PAGE EXCERPT:
= = = = =
The Magical Island of Santorini
Santorini is well known for its white buildings and blue domes set against a backdrop of a blue sea and even bluer sky. As we arrived to Santorini by ship, we rode the bike off and began our ascent to the top of the island. Where we arrived, obviously at sea level, was the beginning of our 1,000-foot climb up the cliff face to the top of the island. After many switchbacks and dramatic sweeping views of the arced island, we arrived at the top. We rode along the top of the island for quite a few miles before we ended at the small town of Oia at the end of the island. There we parked the bike and grabbed a few items that we needed while we searched for a place to stay.
We ended up, after looking at a few apartments, at one of the best we could have hoped for. It was a little one bedroom apartment that seemed craved into the rock, but the best part was its location right next to one of the three blue domes buildings that are in nearly every tourists camera and every postcard of Santorini. We totally lucked out. Forevermore when we see the 3 domes in a photo, we can say “we stayed right there!” Our veranda gave us a closeup view of one of the domes as well as views of several others, the sea below, and the town of Thera clinging to the cliff side in the distance. The perfect spot!
Walking the narrow “streets” of Oia and Thera is awesome. So much hustle and bustle and at every turn there seems to be a picturesque view. Restaurants about and it’s hard to find one without a great view and/or ambience. All the cafes and stores allow you spend all day just wandering without seeing the same thing twice.
= = = = =
DATASET:
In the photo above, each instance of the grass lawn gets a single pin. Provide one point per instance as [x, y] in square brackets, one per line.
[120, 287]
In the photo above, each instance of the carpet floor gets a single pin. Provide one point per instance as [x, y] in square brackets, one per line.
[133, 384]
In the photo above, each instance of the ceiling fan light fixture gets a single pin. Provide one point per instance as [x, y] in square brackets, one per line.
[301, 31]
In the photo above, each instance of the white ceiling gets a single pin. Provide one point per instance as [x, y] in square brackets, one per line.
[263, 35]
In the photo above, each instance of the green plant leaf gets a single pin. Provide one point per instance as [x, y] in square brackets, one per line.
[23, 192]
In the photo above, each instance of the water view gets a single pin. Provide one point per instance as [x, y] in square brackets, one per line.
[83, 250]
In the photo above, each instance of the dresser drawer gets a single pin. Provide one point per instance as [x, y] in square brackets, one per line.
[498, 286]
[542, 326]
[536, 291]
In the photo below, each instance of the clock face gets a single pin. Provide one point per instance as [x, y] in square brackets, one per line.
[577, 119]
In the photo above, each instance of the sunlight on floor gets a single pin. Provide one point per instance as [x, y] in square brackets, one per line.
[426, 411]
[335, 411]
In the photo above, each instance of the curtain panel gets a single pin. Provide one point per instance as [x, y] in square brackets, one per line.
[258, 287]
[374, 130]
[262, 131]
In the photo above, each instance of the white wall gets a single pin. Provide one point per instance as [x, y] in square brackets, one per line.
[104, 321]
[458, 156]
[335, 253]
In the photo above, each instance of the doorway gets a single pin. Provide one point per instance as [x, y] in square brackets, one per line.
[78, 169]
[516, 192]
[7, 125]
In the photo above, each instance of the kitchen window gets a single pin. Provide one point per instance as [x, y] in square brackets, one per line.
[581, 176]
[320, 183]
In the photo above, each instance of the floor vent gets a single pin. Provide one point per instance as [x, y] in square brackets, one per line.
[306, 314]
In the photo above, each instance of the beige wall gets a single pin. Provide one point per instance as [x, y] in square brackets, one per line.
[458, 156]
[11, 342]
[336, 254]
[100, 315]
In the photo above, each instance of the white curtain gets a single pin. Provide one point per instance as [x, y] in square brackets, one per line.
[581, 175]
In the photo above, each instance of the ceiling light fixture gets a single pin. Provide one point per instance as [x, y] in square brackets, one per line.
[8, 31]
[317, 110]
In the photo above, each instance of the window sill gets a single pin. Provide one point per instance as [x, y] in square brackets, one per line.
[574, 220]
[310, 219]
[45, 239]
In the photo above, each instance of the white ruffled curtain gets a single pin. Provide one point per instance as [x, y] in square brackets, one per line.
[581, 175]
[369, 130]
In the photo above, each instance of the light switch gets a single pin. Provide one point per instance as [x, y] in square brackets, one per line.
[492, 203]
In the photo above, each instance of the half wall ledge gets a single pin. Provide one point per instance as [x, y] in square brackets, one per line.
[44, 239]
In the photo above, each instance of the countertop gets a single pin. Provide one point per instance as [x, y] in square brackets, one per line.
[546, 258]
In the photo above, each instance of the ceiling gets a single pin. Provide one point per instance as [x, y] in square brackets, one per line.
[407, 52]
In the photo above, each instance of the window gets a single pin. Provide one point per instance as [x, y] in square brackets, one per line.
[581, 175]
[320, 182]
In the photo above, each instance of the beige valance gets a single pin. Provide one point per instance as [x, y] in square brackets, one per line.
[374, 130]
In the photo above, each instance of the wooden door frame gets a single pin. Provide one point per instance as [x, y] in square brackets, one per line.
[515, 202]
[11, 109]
= = = = =
LIST OF TASKS:
1/ Rewrite the Santorini travel piece from "The Magical Island" up to and including "place to stay.", changing "bike" to "motorcycle".
2/ In the Santorini travel piece, why do the writers feel they "totally lucked out" with their apartment?

SOLUTIONS IN ORDER:
1/
The Magical Island of Santorini
Santorini is well known for its white buildings and blue domes set against a backdrop of a blue sea and even bluer sky. As we arrived to Santorini by ship, we rode the motorcycle off and began our ascent to the top of the island. Where we arrived, obviously at sea level, was the beginning of our 1,000-foot climb up the cliff face to the top of the island. After many switchbacks and dramatic sweeping views of the arced island, we arrived at the top. We rode along the top of the island for quite a few miles before we ended at the small town of Oia at the end of the island. There we parked the motorcycle and grabbed a few items that we needed while we searched for a place to stay.

2/ The apartment sat right next to one of the three blue-domed buildings that show up in nearly every tourist's camera and on every postcard of Santorini. Because of that, whenever they see the three domes in a photo, they can say they stayed right there.